Sont au contraire sans incidence sur la légalité, l’absence de mention de la date de la décision ou une erreur dans les visas.

Le vice de procédure

Le vice de procédure est celui qui affecte les formalités conduisant à la prise de décision, à l’édiction de l’acte. Depuis un certain nombre d’années, la législation tend à développer les cas dans lesquels une procédure doit être respectée et à préciser les conditions dans lesquelles ces procédures doivent être accomplies.

Cependant, tous les vices de procédure ne donnent pas lieu à annulation de la décision contestée. Il n’y a annulation que dans la mesure où la formalité qui n’a pas été accomplie ou mal accomplie revêt un caractère substantiel : autrement dit que le vice « a été susceptible d’exercer, en l’espèce, une influence sur le sens de la décision prise ou qu’il a privé les intéressés d’une garantie » (CE, 2011, Danthony).

Par exemple :

  • Oublier de consulter la chambre d’agriculture avant l’adoption par une commune d’une nouvelle carte communale ayant pour impact de réduire les espaces agricoles est un vice substantiel : il a eu une influence sur la délibération du conseil municipal (CE, 2017, Commune de Sempy c. Merlot) ;
  • En revanche, l’absence de publication d’un avis préalablement à l’abrogation d’un arrêté d’extension d’un accord collectif n’est pas substantiel dès lors que le Ministre a procédé à une large consultation des acteurs sociaux concernés durant les 18 mois précédents (CE, 2013, Fédération Professionnelle des industries du sport et des loisirs).

En principe, un vice de procédure substantiel ne peut pas être couvert par l’administration ; autrement dit, dès lors que le juge considère qu’il y a eu un tel vice, il annule la décision. Il y a cependant deux cas dans lesquels il n’annulera pas l’acte :

  • Soit parce qu’il y a eu urgence ou circonstances exceptionnelles (CE, 1945, Société coopérative agricole « L’Union agricole ») ;
  • Soit parce que la formalité était impossible à accomplir. Ainsi, n’est pas annulée pour vice de procédure substantiel la décision prise sans l’avis obligatoire d’une commission, dès lors que certains de ses membres refusaient de siéger afin d’empêcher que le quorum indispensable à l’adoption de l’avis soit atteint (CE, 1956, Baillet).

Enfin, la méconnaissance de l’obligation de consulter le Conseil d’État pour les décisions où il doit être consulté est un vice de procédure d’ordre public qui entraîne l’illégalité automatique de l’acte (CE, 2013, Syndicat national des professionnels de santé au travail et autres).

Attention, depuis 2018, le juge est venu en partie limiter la portée des vices de procédures substantiels en matière d’actes réglementaires dès lors que ces vices ne sont invocables que dans le cadre d’un recours direct contre un acte réglementaire, dans le délai de recours contentieux. Si la légalité d’un acte règlementaire peut en effet être contestée après expiration de ce délai, soit par une exception d’illégalité dans le cadre d’un recours contre un acte le mettant en œuvre, soit par un recours formé contre la décision de refus de l’abroger, ces recours ne peuvent utiliser le vice de procédure, ni le vice de forme, comme moyens d’annulation (CE ass., 2018, CFDT Finances).

Tâche demandée A: Dans la liste, renommez « sea water » en « ocean water » en commençant à la ligne qui contient « Find the turquoise » et en terminant à la fin de la liste, puis redonnez ces lignes sans autre changement.

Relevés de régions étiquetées
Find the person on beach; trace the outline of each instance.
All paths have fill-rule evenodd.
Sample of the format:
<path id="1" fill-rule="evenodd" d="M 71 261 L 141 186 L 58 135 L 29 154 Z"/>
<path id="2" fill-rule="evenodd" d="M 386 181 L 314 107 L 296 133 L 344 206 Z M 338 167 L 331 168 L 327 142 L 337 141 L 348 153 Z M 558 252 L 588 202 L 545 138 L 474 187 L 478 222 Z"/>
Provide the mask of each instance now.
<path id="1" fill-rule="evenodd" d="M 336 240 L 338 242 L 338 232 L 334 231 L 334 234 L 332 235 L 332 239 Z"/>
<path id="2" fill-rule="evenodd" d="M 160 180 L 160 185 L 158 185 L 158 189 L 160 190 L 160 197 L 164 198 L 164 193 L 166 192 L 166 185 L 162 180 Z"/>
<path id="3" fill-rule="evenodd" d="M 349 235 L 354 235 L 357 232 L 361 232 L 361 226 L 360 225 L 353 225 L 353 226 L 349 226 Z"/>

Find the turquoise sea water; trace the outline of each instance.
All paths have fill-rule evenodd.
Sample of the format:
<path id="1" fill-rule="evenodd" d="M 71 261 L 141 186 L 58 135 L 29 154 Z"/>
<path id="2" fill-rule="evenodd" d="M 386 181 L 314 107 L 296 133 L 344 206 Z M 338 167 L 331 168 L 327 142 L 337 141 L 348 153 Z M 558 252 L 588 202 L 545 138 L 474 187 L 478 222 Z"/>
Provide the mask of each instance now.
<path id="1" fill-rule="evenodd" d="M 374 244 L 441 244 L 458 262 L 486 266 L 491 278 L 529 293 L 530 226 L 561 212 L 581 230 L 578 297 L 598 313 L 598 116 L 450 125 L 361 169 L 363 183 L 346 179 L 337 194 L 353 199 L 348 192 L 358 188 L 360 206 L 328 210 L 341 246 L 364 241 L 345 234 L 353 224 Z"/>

Tâche demandée B: Poursuivez le texte sur le vice de procédure à partir de l'endroit où il s'arrête.

Résultat de la tâche A:
Find the turquoise ocean water; trace the outline of each instance.
All paths have fill-rule evenodd.
Sample of the format:
<path id="1" fill-rule="evenodd" d="M 71 261 L 141 186 L 58 135 L 29 154 Z"/>
<path id="2" fill-rule="evenodd" d="M 386 181 L 314 107 L 296 133 L 344 206 Z M 338 167 L 331 168 L 327 142 L 337 141 L 348 153 Z M 558 252 L 588 202 L 545 138 L 474 187 L 478 222 Z"/>
Provide the mask of each instance now.
<path id="1" fill-rule="evenodd" d="M 374 244 L 441 244 L 458 262 L 486 266 L 491 278 L 529 293 L 530 226 L 561 212 L 581 230 L 578 297 L 598 313 L 598 116 L 450 125 L 361 169 L 363 183 L 346 179 L 337 194 L 353 199 L 348 192 L 358 188 L 360 206 L 328 210 L 341 246 L 364 241 L 345 234 L 353 224 Z"/>

Résultat de la tâche B:
Les cas d’ouverture relatifs à la légalité interne

S’attacher à analyser la légalité interne d’un acte administratif revient à questionner les objectifs de l’autorité administrative lorsqu’elle a adopté l’acte ainsi que le droit et les faits qui en ont fondé l’adoption. On peut en ce sens séparer les cas d’ouverture relatifs à la légalité interne en trois catégories : le détournement de pouvoir (1), l’erreur de droit (2) et l’erreur de fait (3).

Le détournement de pouvoir

Le détournement de pouvoir est un cas d’ouverture relatif au but poursuivi par l’autorité administrative lorsqu’elle a pris la décision. Quels étaient le ou les mobiles de cette action, sa cause ? Il y a en ce sens détournement de pouvoir lorsque l’auteur de l’acte a poursuivi un but différent de celui qu’il aurait dû légalement poursuivre. Présent dans deux hypothèses (a), il est toutefois généralement complexe à démontrer (b).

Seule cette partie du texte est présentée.